— Start —
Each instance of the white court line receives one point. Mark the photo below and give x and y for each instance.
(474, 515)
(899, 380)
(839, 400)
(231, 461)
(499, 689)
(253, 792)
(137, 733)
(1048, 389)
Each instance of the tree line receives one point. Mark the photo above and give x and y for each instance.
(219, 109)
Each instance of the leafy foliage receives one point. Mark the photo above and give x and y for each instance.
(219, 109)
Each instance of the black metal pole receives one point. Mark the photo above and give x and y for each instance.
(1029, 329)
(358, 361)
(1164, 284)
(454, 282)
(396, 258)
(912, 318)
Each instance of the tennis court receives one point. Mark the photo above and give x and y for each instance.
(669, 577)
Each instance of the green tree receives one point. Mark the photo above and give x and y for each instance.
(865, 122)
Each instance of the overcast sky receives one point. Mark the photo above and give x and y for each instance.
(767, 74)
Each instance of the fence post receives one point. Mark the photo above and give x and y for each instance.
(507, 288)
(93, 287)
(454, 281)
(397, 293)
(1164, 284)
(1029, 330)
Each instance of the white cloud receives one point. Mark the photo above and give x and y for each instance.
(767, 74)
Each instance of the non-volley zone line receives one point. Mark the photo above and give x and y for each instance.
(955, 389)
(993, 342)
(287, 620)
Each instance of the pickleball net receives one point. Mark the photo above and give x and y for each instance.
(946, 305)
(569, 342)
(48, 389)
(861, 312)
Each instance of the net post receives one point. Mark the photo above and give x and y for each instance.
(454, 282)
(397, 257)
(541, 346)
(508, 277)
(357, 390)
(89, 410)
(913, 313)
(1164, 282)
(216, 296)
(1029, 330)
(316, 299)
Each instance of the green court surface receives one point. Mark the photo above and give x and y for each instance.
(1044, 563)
— End —
▶ **Written instruction**
Rewrite all of the data above, putting "gets a single point" wherever "receives one point" appears and leaving every other word unchanged.

▶ **Finished task**
Each instance of the white court line gets a single point. Mark the photo below and give x and y for each instance.
(474, 515)
(899, 380)
(839, 400)
(231, 461)
(499, 689)
(253, 792)
(137, 733)
(1048, 389)
Each instance of the tree line gets a single point. Mark the photo above and give x and y for each instance.
(219, 109)
Each instance of the leafy foliage gets a single point. Mark the photo above and give x and y for each instance.
(219, 109)
Each instance of the black metal pole gets a single point. Mark the photo above and give x and y for each instance.
(1029, 329)
(358, 361)
(1164, 284)
(454, 282)
(396, 258)
(912, 318)
Each instance of the tennis court gets a single point. Mark the photo above and give x and y for each instance.
(669, 577)
Each instance of the green tree gets a single point. Mark the photo above and give x and y for each instance.
(865, 122)
Each instance of the overcast sky gets a single point. Mark the photo above and give x and y for each instance.
(767, 74)
Each instance of the fence post gets a single point. Mark the photo above and give x and y for each instance.
(507, 288)
(93, 287)
(454, 281)
(397, 293)
(1164, 284)
(1029, 330)
Each instance of the white cloud gets a single point. Mark the photo above and give x and y for each instance.
(767, 74)
Each instance of the non-volley zone line gets a single point. Mark the photo above and give x and y for each instance.
(955, 389)
(993, 342)
(287, 620)
Each instance of the pickleball net gets a single point. Mark the photo above and give x and y for each instance.
(946, 305)
(569, 342)
(48, 389)
(861, 312)
Each instance of the net post gets a single point. Mark the photo above and give x and y for each instance.
(454, 282)
(397, 257)
(541, 346)
(508, 277)
(357, 390)
(89, 410)
(913, 313)
(1164, 282)
(216, 296)
(1029, 330)
(316, 299)
Each instance of the green court surface gets a single point. Mark the photo above and give x and y for each instance.
(1044, 563)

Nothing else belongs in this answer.